▸ **Required task**
From the passage on young people and secure care, list the countries cited as examples of western societies where secure care facilities for young people are common.

▸ **Reading passage**
In the light of young people’s lack of control over their own lives, the experience of “nothing going on” and “doing nothing” is common. Corrigan (1975) describes “doing nothing” as the major activity of street youth life and as a way of fighting general boredom. For less privileged young people, the streets become a place for experiencing free, creative, exciting, and self-directed behaviour; for them, “delinquency may be a form of edgework…”
(Miller 2005, 154; see also Bourgois 2003). We should not view young people’s edgework simply as cognitive immaturity (Millstein 1993) but, as Lyng (1993) argues, also as an active response to feelings of powerlessness and a loss of personal control. Thus crime may offer “a way of seizing control over one’s destiny” (Hayward 2004, 152; see also Martin 2009).
SECURE CARE IN DENMARK
Secure care facilities for young people are a common penal institution in most western societies: for example, in Sweden (Levin 1998; Wästerfors 2011), the U.S. (Abrams and Hyun 2009), the UK (Harris and Timms 1993), and Australia (Halsey 2007). The specific design of such facilities differs among countries, as do the sex, age, and crime of the incarcerated and the national policies that put them there (Bengtsson and Jakobsen 2009; Muncie 2008; Pitts and Kuula 2005; Wikstrom and Svensson 2008). However, as a number of researchers have shown across countries, secure care is
“ambiguous,” as it simultaneously constitutes treatment, punishment, and incarceration, as well as an alternative to adult prison (ibid).
In Denmark secure care (sikret institution) also has an ambiguous function, seeking to serve the requirements of both the social services and the judicial system. It is at the same time both a social and a legal institution,
aiming at both treatment and punishment. While the staff members are not guards, but professionals with backgrounds in social work or education, they perform a number of tasks normally associated with guards: holding the keys and administering punishment. Secure care is what Goffman (1991 [1961]) in Asylums calls a “total institution,” which he defines as “a place of residence and work where a large number of like-situated individuals, cut off from the wider society for an appreciable period of time, together lead an enclosed, formally administered round of life. Prisons serve as a clear example…” (Goffman 1991 [1961], 11).

▸ **Information given**

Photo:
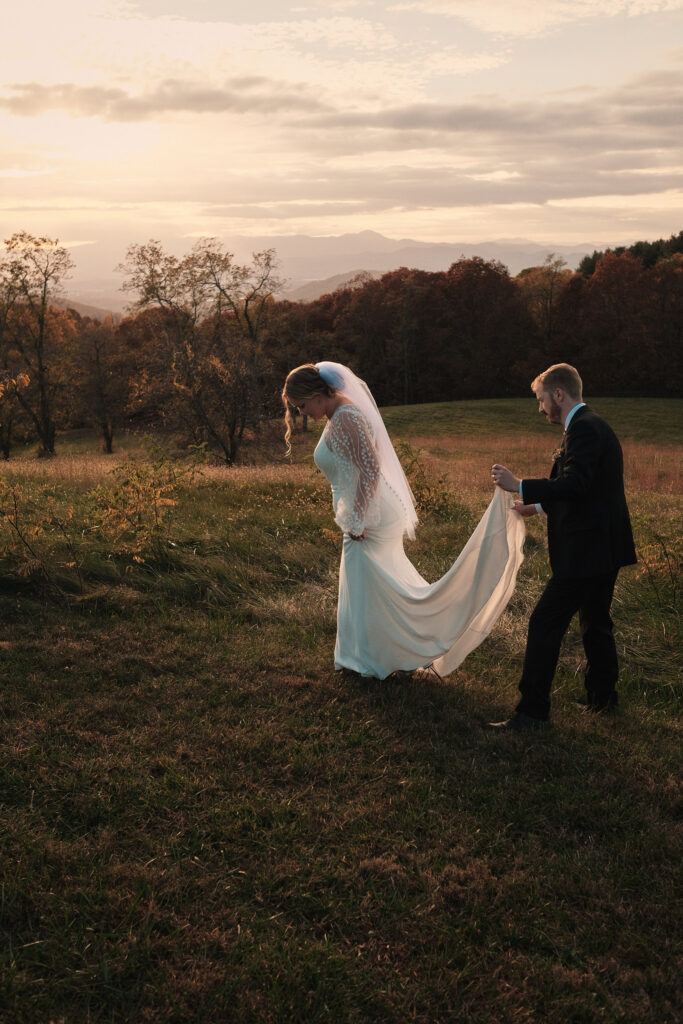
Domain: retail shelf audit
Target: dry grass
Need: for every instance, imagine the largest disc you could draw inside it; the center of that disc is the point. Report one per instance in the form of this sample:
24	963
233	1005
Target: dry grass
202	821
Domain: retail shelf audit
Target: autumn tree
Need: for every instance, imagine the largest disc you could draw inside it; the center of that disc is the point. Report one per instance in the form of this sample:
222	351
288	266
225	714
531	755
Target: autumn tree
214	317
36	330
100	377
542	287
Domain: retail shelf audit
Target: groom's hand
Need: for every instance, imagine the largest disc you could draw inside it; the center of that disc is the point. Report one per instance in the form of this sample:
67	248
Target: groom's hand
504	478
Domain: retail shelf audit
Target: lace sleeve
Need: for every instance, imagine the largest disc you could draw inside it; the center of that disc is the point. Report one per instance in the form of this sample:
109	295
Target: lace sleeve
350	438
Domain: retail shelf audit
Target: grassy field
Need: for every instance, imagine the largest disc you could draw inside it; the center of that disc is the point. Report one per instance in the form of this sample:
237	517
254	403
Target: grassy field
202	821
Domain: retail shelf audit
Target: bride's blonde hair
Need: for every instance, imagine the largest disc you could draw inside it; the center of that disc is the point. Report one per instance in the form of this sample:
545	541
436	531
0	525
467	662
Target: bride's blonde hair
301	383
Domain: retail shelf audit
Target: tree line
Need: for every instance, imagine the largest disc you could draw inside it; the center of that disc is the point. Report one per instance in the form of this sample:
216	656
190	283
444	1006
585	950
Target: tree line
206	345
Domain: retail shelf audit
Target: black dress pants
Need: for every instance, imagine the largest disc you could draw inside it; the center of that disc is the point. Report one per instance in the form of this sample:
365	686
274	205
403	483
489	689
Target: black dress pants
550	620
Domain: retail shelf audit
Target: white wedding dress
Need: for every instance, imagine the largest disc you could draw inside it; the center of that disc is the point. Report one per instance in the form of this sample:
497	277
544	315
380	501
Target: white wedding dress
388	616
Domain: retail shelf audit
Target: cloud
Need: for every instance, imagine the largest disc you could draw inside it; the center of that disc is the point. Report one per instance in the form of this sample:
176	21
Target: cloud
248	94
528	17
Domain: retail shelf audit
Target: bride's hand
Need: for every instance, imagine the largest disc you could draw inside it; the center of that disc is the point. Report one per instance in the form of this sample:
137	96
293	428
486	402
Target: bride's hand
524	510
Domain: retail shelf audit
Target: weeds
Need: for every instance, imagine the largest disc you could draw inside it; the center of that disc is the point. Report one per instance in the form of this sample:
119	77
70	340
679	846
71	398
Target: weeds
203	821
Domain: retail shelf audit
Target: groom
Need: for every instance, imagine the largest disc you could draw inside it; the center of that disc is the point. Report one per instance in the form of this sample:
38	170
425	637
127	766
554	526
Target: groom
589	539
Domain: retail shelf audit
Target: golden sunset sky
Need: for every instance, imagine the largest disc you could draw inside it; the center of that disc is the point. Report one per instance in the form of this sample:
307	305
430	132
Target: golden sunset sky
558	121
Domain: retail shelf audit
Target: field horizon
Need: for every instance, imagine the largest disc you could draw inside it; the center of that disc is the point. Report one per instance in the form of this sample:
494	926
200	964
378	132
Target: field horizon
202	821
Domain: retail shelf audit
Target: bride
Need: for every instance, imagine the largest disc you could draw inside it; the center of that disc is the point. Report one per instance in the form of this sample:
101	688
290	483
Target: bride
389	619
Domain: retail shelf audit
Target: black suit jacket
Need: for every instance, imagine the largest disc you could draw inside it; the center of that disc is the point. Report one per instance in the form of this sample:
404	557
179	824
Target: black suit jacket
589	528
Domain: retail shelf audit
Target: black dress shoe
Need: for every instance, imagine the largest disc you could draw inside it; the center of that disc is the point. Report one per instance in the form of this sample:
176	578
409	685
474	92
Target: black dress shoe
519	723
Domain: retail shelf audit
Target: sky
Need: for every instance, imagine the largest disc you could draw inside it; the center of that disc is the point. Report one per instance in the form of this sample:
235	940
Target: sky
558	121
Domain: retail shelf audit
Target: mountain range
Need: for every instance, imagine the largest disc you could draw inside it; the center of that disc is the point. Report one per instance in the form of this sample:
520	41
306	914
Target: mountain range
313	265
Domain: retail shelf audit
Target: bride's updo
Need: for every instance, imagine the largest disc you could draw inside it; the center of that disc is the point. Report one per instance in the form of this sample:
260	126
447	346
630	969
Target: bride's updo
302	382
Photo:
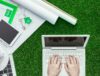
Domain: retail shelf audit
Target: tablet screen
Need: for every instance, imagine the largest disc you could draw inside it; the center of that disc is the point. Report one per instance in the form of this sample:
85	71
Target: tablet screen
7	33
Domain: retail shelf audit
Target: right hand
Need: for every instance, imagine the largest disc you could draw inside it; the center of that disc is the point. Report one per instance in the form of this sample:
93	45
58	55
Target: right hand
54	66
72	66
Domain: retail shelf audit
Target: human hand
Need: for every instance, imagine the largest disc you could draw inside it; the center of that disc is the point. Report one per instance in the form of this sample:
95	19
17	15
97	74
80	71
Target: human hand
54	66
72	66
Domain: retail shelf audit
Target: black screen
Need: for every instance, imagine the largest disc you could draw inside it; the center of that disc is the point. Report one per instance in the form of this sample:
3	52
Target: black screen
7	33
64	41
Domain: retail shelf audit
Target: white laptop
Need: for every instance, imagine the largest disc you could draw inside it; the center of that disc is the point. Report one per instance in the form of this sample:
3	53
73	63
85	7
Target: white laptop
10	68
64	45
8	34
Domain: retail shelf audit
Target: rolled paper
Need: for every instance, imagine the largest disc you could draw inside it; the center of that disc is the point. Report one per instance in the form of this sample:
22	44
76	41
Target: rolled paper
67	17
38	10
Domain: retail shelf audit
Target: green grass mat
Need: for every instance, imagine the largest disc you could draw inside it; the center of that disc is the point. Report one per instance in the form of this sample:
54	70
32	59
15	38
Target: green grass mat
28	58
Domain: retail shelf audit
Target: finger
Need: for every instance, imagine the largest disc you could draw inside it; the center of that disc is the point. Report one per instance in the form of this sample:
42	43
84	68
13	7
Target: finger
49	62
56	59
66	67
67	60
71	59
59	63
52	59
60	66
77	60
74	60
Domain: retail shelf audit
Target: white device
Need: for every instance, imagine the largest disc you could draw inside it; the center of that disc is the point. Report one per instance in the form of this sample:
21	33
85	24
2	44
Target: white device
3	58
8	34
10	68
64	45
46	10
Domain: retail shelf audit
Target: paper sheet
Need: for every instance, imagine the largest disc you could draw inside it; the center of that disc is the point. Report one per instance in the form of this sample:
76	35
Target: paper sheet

▸ **Solved problem**
Sweden, the U.S., the UK, and Australia